▶ ВЫБРАННЫЙ ФРАГМЕНТ:
Л.Б.: А вы в Москве жили? Учились-то вы потом в Омске.

В.О: Да, в Москве. Я плохо учился, и у меня был такой низкий балл, что в московский вуз поступить было сложно. А в это время единственное высшее учебное заведение МВД было в городе Омске — это известная Омская высшая школа милиции. Я поехал туда поступать, поступил и окончил ее с красным дипломом.

Л.Б.: А вы хотели поступать обязательно в юридический вуз?

В.О: Да, я был ориентирован на специальность отца. Отец все время был практическим работником. Он провоевал всю войну. Начинал отец в июле 41-го года под Лугой курсантом-артиллеристом. Отец — один из немногих молодых лейтенантов, которые тогда остались в живых. Потом всех, кто выжил и мог что-то делать, направили в Забайкалье формировать новое пополнение. Формируя в Забайкалье резерв, он одновременно писал рапорты, чтобы его отправили на фронт. И наконец, его отправили в 1943-м году. У него был чистый немецкий язык, потому что соседка, которая дружила с его мамой, моей бабушкой, была немка. У папы был чистый берлинский акцент, и его направили в военно-техническую разведку Второго Украинского фронта. Отец был участником штурма Берлина, участвовал в освобождении Праги. Потом он был в охране Сталина на Потсдамской конференции. Он работал на фильтрации эсэсовцев, когда возвращали из наших лагерей тельмановских антифашистов, для того чтобы сформировать администрацию Восточной Германии.

А потом он поступил в военно-юридическую академию и был направлен старшим следователем в Одесский военный округ. Попал он на зачистку Украины от бандеровцев. Я родился 23 февраля 1955 года — в этот день как раз ликвидировали последнюю бандеровскую банду на Украине. Папа был в оцеплении, пулеметчик-бандеровец выстрелил, но, к счастью, перед ним был камень. Сплющенная пуля попала отцу между глаз, он ее взял и положил в карман. Когда он пришел домой, то увидел, что на столе лежит телеграмма. Отец подумал, его с 23 февраля поздравляют. Утром он прочитал телеграмму и увидел слова: «У тебя родился сын». Вот так я появился на свет. Мама была еще в Москве тогда.

Л.Б.: То есть, он чудом спасся от смерти, да еще получил телеграмму о рождении сына. Для одного дня это, пожалуй, многовато.

▶ ЗАДАНИЕ 1:
Перепишите из фрагмента отрезок, который начинается со слов «В.О: Да, в Москве.» и заканчивается словами «в юридический вуз?».
Фрагмент и записи никак не связаны друг с другом.

▶ СОХРАНЁННЫЕ ЗАПИСИ:
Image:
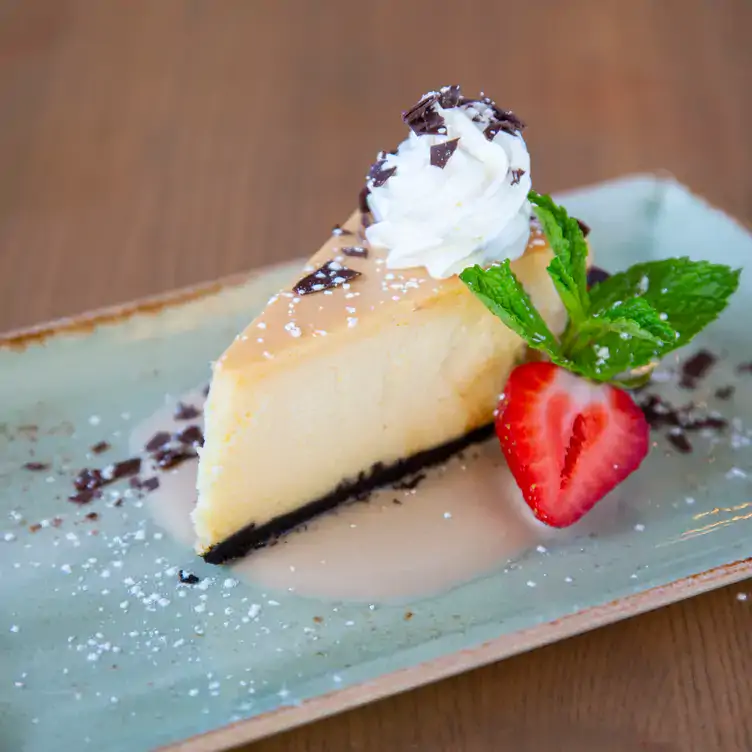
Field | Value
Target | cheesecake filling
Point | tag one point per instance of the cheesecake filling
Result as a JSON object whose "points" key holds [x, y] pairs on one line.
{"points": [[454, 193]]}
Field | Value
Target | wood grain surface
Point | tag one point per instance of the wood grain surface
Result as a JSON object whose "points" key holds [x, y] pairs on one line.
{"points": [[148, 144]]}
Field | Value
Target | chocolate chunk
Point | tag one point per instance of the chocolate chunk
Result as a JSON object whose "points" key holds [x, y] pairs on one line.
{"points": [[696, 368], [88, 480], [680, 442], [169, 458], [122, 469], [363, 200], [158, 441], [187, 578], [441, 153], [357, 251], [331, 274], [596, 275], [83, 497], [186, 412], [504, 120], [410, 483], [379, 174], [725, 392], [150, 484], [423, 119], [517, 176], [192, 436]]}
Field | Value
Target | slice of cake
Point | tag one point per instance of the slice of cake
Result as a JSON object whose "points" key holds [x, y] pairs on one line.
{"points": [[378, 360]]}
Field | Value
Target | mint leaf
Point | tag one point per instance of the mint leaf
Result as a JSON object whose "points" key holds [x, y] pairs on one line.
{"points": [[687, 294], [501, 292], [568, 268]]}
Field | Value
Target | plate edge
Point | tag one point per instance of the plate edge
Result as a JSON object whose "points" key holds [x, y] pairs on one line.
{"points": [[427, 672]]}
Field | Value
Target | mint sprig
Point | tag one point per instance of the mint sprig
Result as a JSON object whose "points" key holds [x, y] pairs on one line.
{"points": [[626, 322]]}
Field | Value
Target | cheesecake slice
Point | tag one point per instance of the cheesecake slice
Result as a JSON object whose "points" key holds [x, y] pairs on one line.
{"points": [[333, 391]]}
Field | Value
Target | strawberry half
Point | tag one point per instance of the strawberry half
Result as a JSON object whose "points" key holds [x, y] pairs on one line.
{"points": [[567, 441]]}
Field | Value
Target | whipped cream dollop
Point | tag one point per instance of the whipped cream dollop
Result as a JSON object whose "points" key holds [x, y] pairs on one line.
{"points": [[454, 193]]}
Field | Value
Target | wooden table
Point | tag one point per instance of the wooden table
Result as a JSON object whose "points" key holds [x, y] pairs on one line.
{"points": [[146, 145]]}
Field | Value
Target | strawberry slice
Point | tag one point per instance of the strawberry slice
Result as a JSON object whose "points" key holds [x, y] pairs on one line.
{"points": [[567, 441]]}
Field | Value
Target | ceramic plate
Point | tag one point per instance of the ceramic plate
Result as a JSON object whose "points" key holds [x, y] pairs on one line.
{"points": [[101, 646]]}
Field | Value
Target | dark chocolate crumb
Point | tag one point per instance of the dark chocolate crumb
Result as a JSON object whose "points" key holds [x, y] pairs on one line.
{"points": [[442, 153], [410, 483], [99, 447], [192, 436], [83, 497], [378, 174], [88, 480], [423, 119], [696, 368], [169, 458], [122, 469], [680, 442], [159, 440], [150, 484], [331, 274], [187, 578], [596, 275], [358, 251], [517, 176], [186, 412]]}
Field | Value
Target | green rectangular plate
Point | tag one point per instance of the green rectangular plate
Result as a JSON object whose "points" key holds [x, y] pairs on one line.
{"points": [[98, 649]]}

* * *

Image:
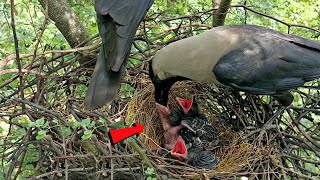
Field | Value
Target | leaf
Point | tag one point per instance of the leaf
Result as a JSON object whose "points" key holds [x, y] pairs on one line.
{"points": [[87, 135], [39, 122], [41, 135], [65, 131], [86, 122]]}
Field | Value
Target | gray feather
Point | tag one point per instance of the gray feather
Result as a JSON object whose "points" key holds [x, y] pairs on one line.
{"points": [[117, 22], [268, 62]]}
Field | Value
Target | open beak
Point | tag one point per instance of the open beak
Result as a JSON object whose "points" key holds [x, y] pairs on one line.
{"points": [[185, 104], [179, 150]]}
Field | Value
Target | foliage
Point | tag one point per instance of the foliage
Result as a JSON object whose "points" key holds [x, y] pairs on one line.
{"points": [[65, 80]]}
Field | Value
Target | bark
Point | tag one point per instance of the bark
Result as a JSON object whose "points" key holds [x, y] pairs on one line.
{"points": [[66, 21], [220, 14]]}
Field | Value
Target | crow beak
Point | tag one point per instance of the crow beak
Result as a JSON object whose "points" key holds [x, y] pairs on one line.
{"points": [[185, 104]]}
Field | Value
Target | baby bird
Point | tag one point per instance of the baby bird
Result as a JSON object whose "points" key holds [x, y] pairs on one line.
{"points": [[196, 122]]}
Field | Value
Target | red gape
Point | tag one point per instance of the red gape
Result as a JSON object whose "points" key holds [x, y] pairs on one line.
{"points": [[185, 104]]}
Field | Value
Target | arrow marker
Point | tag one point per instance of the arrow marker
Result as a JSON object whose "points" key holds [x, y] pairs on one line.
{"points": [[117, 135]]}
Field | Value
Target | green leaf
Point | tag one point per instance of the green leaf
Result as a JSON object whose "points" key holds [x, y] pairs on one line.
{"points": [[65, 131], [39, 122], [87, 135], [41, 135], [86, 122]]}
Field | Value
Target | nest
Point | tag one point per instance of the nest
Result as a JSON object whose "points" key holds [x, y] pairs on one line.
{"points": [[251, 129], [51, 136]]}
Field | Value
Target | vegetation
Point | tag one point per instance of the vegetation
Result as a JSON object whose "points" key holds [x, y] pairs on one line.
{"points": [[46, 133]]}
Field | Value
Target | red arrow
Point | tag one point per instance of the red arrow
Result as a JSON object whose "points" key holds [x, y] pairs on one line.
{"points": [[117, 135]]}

▶ ЗАДАНИЕ 2:
Выпишите из записей все строки, где встречается слово «gape», с учётом регистра букв.

▶ ОЖИДАЕМЫЙ РЕЗУЛЬТАТ 1:
В.О: Да, в Москве. Я плохо учился, и у меня был такой низкий балл, что в московский вуз поступить было сложно. А в это время единственное высшее учебное заведение МВД было в городе Омске — это известная Омская высшая школа милиции. Я поехал туда поступать, поступил и окончил ее с красным дипломом.

Л.Б.: А вы хотели поступать обязательно в юридический вуз?

▶ ОЖИДАЕМЫЙ РЕЗУЛЬТАТ 2:
Target | red gape
Point | tag one point per instance of the red gape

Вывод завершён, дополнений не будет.